◆ EXERCISE DIRECTIONS
Update the items from the start through the line containing "Target: pink lupine flower", swapping "Practice step" for "Training step" and keeping everything else unchanged. Leave the pictures out of your answer.

_ _ _ _

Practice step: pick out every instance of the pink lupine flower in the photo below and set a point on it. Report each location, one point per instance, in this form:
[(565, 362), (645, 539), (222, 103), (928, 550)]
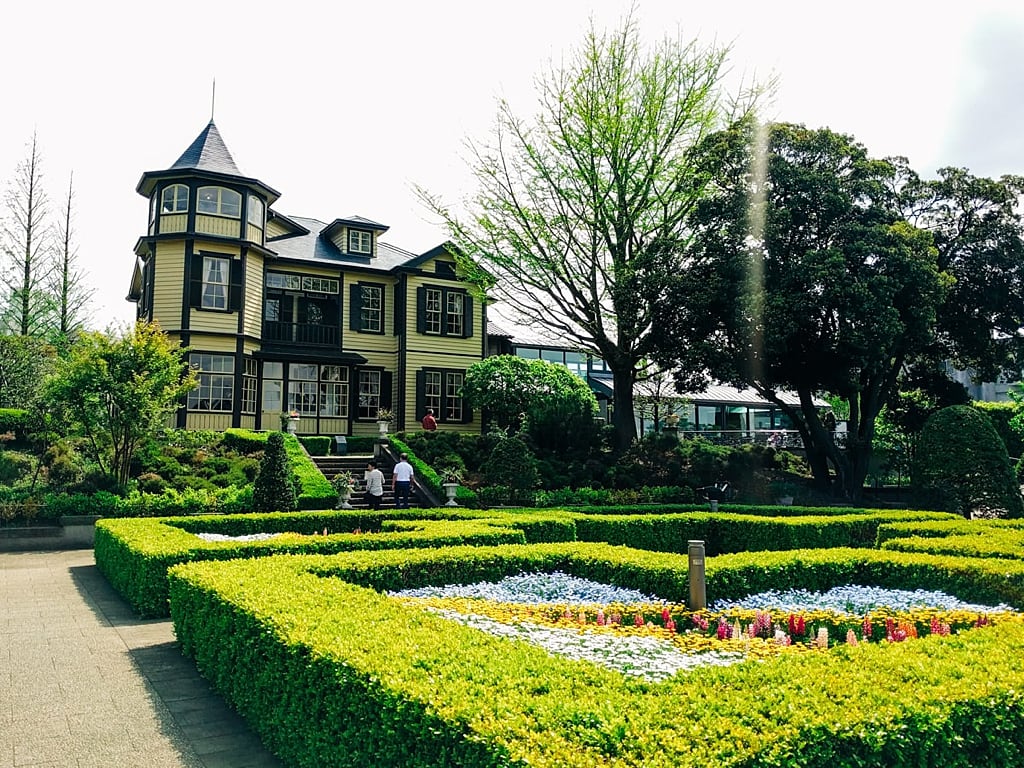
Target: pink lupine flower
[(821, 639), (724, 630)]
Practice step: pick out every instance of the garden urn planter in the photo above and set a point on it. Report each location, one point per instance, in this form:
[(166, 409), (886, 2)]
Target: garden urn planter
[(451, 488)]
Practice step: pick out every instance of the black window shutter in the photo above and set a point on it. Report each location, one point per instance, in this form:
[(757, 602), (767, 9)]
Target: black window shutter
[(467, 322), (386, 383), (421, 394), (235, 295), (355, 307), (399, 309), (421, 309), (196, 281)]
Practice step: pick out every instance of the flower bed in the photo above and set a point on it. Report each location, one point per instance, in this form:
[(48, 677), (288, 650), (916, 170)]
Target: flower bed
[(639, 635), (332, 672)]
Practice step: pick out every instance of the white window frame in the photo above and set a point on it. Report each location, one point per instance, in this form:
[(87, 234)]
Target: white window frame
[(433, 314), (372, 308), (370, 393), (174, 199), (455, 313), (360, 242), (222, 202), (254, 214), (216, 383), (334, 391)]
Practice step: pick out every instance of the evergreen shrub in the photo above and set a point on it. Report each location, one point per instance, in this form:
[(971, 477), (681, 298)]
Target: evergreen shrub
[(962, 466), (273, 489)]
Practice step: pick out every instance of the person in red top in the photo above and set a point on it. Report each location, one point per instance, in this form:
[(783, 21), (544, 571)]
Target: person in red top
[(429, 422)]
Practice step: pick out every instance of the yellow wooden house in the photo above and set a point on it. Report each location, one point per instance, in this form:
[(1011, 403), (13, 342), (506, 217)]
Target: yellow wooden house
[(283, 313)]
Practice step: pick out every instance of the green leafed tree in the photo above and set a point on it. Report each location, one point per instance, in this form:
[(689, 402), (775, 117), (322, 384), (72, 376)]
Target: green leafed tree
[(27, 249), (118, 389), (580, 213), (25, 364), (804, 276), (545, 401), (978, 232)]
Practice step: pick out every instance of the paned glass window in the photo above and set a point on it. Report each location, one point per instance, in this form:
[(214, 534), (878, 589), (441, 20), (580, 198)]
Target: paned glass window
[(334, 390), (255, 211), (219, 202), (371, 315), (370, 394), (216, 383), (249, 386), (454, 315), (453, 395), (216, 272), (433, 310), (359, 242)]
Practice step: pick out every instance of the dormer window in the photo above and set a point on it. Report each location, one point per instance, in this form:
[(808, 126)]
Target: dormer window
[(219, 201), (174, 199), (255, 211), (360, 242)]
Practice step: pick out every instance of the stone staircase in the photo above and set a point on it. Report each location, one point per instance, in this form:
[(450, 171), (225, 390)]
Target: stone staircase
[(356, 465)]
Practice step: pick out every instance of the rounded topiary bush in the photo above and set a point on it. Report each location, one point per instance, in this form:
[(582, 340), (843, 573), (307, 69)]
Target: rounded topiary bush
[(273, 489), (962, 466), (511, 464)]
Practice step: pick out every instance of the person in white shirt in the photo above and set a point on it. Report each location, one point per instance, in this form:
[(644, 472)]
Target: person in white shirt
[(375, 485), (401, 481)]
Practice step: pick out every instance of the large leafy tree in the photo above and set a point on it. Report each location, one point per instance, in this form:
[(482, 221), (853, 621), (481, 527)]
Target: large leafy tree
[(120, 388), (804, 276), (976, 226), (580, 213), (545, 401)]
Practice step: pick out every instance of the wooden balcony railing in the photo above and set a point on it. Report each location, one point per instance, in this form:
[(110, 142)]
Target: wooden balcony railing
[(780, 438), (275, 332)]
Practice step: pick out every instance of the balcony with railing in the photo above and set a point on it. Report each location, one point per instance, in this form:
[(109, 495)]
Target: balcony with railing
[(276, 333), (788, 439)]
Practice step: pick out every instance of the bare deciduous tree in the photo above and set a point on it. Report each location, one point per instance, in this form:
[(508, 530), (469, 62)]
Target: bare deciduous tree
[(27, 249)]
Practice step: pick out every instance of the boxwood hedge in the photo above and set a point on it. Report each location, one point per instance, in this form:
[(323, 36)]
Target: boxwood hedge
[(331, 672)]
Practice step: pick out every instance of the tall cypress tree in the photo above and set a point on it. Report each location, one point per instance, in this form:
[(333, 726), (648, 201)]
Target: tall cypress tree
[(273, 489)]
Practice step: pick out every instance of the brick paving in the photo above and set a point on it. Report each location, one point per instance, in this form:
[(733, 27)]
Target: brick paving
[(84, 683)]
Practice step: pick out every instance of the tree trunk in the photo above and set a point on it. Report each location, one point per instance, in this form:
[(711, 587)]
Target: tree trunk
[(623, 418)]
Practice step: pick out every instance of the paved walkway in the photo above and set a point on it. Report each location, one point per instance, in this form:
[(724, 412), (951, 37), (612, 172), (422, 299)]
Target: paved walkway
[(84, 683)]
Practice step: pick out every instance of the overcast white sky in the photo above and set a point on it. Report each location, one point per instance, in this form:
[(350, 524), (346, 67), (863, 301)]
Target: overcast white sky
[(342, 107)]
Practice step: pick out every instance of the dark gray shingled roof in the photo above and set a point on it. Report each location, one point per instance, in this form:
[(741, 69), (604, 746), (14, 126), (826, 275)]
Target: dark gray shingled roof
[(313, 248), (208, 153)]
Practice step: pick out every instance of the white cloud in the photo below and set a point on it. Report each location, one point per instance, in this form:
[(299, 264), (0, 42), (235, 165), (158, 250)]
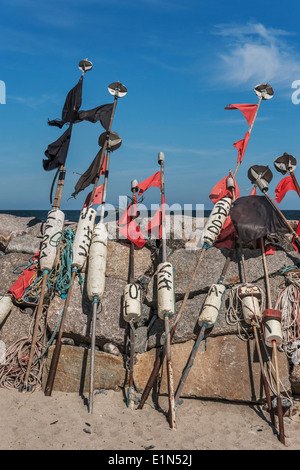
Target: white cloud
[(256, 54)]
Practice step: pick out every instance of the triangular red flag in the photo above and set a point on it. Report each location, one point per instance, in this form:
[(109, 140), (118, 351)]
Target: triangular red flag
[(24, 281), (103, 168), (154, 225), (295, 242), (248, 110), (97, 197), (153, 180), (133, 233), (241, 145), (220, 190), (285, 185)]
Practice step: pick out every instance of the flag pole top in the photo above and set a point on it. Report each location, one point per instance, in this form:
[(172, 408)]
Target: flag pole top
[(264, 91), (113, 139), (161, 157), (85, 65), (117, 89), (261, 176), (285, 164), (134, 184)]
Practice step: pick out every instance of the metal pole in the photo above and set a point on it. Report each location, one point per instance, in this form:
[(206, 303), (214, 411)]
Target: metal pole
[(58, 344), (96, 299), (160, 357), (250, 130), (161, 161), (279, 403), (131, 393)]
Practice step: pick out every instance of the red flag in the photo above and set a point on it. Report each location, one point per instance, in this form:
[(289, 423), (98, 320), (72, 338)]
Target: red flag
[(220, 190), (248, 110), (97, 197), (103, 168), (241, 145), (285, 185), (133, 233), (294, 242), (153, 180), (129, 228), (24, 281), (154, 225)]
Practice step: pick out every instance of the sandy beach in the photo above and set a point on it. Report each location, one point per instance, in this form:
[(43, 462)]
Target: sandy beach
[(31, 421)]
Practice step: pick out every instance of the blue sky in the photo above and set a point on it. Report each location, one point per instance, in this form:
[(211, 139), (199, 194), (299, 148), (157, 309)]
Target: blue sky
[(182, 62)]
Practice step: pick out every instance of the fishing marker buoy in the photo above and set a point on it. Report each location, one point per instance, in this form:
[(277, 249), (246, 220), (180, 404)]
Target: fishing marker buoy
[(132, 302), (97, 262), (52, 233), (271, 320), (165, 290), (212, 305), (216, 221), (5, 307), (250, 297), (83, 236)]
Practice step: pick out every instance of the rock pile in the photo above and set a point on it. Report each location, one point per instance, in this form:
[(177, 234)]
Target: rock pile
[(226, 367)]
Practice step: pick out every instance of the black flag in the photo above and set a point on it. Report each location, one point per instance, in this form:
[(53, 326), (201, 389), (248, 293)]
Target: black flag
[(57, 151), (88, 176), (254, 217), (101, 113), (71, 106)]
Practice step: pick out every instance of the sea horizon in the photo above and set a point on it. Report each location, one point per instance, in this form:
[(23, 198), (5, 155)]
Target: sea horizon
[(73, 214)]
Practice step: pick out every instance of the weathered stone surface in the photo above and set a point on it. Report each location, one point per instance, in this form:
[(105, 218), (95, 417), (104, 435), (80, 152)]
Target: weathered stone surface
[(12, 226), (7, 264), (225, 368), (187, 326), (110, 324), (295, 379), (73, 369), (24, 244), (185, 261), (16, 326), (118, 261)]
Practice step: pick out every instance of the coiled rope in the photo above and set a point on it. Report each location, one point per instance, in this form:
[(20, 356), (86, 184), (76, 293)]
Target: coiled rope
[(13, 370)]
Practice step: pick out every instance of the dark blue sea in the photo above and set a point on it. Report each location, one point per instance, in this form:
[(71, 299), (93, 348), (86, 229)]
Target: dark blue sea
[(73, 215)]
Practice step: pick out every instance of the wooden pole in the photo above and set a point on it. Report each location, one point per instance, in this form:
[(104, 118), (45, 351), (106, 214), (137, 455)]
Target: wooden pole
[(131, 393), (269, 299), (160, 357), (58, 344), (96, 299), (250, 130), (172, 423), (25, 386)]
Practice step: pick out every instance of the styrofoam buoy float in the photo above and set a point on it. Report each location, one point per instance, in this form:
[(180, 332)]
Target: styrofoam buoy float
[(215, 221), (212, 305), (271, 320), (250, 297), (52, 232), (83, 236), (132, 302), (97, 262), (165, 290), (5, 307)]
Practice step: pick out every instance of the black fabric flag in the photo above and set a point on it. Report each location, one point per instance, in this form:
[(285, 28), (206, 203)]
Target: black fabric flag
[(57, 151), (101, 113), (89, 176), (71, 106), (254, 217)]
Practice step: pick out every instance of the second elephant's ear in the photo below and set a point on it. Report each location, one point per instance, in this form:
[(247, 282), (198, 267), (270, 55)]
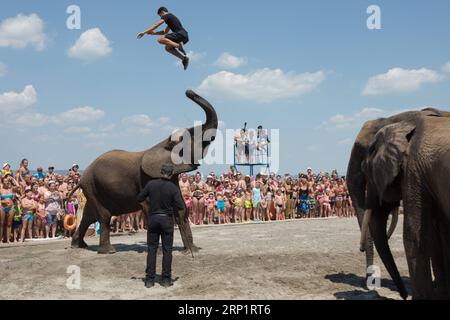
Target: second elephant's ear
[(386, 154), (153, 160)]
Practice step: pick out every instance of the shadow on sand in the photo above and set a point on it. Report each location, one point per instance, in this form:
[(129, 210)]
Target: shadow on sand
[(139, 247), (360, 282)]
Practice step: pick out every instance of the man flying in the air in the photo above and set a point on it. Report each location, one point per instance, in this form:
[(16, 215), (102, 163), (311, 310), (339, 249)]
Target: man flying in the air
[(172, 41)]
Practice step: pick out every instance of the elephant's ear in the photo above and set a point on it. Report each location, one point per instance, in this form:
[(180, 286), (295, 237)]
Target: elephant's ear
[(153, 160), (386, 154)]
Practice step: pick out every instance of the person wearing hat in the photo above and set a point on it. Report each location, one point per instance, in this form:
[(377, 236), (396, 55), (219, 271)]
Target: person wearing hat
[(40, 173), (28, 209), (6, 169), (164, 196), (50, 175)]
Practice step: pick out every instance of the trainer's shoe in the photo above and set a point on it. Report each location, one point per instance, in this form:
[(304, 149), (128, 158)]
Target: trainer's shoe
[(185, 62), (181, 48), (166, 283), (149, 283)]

_ _ _ _

◆ REPLY
Training step: pick out every instance of the pink lupine flower in the photo below and set a point on it. Report each location, one point per instance, in this form:
[(565, 362), (645, 539), (222, 103), (928, 550)]
Target: pink lupine flower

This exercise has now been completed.